╔══

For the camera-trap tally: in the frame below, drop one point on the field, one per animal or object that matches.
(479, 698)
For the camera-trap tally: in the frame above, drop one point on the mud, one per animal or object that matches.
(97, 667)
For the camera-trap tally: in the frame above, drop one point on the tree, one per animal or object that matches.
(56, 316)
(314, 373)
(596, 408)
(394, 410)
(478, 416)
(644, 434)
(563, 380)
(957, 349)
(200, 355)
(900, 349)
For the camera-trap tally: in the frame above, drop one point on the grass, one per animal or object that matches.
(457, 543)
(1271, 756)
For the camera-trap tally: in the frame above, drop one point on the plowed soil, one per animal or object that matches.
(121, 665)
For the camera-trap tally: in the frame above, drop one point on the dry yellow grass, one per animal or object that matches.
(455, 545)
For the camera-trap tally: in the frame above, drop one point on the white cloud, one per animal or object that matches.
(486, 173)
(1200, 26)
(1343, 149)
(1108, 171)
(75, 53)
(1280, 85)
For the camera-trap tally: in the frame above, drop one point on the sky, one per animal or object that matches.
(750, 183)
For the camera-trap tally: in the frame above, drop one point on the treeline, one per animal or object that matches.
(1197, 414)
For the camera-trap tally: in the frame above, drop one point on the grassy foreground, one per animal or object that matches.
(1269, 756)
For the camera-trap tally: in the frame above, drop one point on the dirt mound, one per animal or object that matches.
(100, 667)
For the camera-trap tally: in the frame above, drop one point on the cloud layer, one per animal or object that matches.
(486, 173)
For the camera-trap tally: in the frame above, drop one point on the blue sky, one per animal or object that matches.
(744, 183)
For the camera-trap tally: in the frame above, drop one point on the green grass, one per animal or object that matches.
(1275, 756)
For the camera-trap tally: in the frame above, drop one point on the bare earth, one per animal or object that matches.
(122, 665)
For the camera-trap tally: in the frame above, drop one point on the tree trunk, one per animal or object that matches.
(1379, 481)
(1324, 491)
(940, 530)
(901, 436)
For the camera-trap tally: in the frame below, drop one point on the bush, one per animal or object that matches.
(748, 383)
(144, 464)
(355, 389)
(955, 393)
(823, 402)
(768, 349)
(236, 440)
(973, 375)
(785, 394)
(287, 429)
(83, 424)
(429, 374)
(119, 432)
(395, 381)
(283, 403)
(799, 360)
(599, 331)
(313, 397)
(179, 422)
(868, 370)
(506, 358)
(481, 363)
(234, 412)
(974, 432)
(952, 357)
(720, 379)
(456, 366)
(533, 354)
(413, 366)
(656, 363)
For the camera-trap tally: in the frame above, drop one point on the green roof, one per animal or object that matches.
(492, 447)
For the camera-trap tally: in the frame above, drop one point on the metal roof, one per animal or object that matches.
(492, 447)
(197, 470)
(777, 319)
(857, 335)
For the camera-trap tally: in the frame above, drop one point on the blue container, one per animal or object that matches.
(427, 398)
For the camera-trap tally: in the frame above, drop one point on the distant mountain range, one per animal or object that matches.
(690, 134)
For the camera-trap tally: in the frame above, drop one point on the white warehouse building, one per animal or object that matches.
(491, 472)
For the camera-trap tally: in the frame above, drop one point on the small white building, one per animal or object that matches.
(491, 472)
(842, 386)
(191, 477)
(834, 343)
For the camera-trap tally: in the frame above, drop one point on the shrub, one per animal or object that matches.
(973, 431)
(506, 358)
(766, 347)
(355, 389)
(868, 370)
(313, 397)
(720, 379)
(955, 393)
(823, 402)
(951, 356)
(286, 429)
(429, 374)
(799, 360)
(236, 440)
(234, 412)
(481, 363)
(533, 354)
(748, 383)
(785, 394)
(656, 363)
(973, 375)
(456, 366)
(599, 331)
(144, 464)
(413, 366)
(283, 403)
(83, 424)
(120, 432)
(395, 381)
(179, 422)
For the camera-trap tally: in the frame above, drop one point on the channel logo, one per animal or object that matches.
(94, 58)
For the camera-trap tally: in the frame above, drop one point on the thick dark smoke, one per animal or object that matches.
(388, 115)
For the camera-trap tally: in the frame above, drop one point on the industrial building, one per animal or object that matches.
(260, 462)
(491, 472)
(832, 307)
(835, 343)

╚══

• **PROBLEM DESCRIPTION**
Rewrite the material above as a numbered list with one line per item, and leave out any blank lines.

• **TASK SOLUTION**
1. For the camera-trap tally: in the frame below, drop one point on the field, one per animal or object that matches.
2. (479, 698)
3. For the camera-trap tally: in the frame above, drop one point on the mud, one per animal or object that matches.
4. (97, 667)
5. For the camera-trap tally: in the frame above, drop one point on the tree, one per animal or object that matches.
6. (56, 316)
7. (314, 373)
8. (596, 408)
9. (394, 410)
10. (478, 416)
11. (644, 434)
12. (563, 380)
13. (957, 349)
14. (200, 355)
15. (900, 349)
16. For the camera-trap tally: in the frame above, drop one point on the grass, one per animal or object that matches.
17. (457, 543)
18. (1271, 756)
19. For the camera-trap tally: in the frame above, drop one point on the plowed soil, one per animal or object that matches.
20. (121, 665)
21. For the camera-trap tally: in the frame above, drop one point on the dry yellow grass, one per animal or object that matches.
22. (455, 545)
23. For the camera-trap tally: in the frame above, drop one point on the white cloud, one per animal or object that matches.
24. (486, 173)
25. (1200, 26)
26. (1343, 149)
27. (1108, 171)
28. (75, 53)
29. (1280, 85)
30. For the camera-trap tally: in the frame above, drop one point on the sky, one per animal or object that matches.
31. (750, 183)
32. For the camera-trap tally: in the frame above, drop one point on the treeline, one per animal or object that matches.
33. (1197, 414)
34. For the camera-trap tally: in the frame above, drop one point on the grassy foreground, one per animal or object that matches.
35. (1269, 756)
36. For the camera-trap tally: in the frame above, drop one point on the dirt mound, one per animal or object that matches.
37. (100, 667)
38. For the camera-trap tally: in the frame above, drop one point on the cloud layer, one per animal or object that matches.
39. (486, 173)
40. For the camera-trap tally: in the frame above, drop one point on the blue sky, one per animal or object that matches.
41. (744, 183)
42. For the camera-trap tally: in the frame above, drop one point on the green grass, one per animal or object that matches.
43. (1275, 756)
44. For the camera-trap tally: in the frame above, drop one point on the bare earth, one per animal or object that matches.
45. (122, 665)
46. For the camera-trap tally: in the frame above, drop one point on the tree trunk, one per animal or object that matches.
47. (1379, 481)
48. (1324, 491)
49. (940, 530)
50. (901, 436)
51. For the camera-trap tally: in the frame below, drop one point on the bush, one per animal or object that matches.
52. (748, 383)
53. (144, 464)
54. (355, 389)
55. (955, 393)
56. (823, 402)
57. (768, 349)
58. (236, 440)
59. (973, 375)
60. (785, 394)
61. (287, 429)
62. (83, 424)
63. (429, 374)
64. (119, 432)
65. (395, 381)
66. (283, 403)
67. (799, 360)
68. (599, 331)
69. (313, 397)
70. (179, 422)
71. (868, 370)
72. (506, 358)
73. (481, 363)
74. (234, 412)
75. (974, 432)
76. (952, 357)
77. (720, 379)
78. (456, 366)
79. (533, 354)
80. (413, 366)
81. (656, 363)
82. For the camera-trap tally: in the frame above, drop one point on the green roof, one per animal or object that matches.
83. (492, 447)
84. For the camera-trap tally: in the frame above, drop one point on the metal roof, one per animal or object that matches.
85. (492, 447)
86. (197, 470)
87. (777, 319)
88. (857, 335)
89. For the camera-trap tally: in the frame above, drop one point on the blue container, one per animal or object that matches.
90. (427, 398)
91. For the camera-trap tally: in the frame above, drop one point on the distant mountain range, one per animal or object that matches.
92. (690, 134)
93. For the camera-trap tally: in the frame above, drop one point on the white warehouse building, one per animal or object that matches.
94. (491, 472)
95. For the camera-trap tally: in the frame above, drop one point on the small white building, one per animal or object that matches.
96. (491, 472)
97. (842, 386)
98. (191, 477)
99. (834, 343)
100. For the camera-trap tally: in the frame above, drop one point on the shrub, one per animal or object that matches.
101. (973, 431)
102. (506, 358)
103. (766, 347)
104. (355, 389)
105. (868, 370)
106. (313, 397)
107. (720, 379)
108. (955, 393)
109. (823, 402)
110. (951, 356)
111. (286, 429)
112. (429, 374)
113. (799, 360)
114. (236, 440)
115. (234, 412)
116. (481, 363)
117. (533, 354)
118. (748, 383)
119. (785, 394)
120. (656, 363)
121. (973, 375)
122. (456, 366)
123. (599, 331)
124. (144, 464)
125. (413, 366)
126. (283, 403)
127. (83, 424)
128. (120, 432)
129. (395, 381)
130. (179, 422)
131. For the camera-trap tally: in the frame above, drop one point on the channel logo, one per animal or object that matches.
132. (94, 58)
133. For the camera-trap tally: in the frame above, drop one point on the thick dark smoke, one per animal or object that matches.
134. (388, 115)
135. For the camera-trap tally: in the frame above, drop one point on the industrial building, one per animal or object that matches.
136. (260, 462)
137. (491, 472)
138. (832, 307)
139. (835, 343)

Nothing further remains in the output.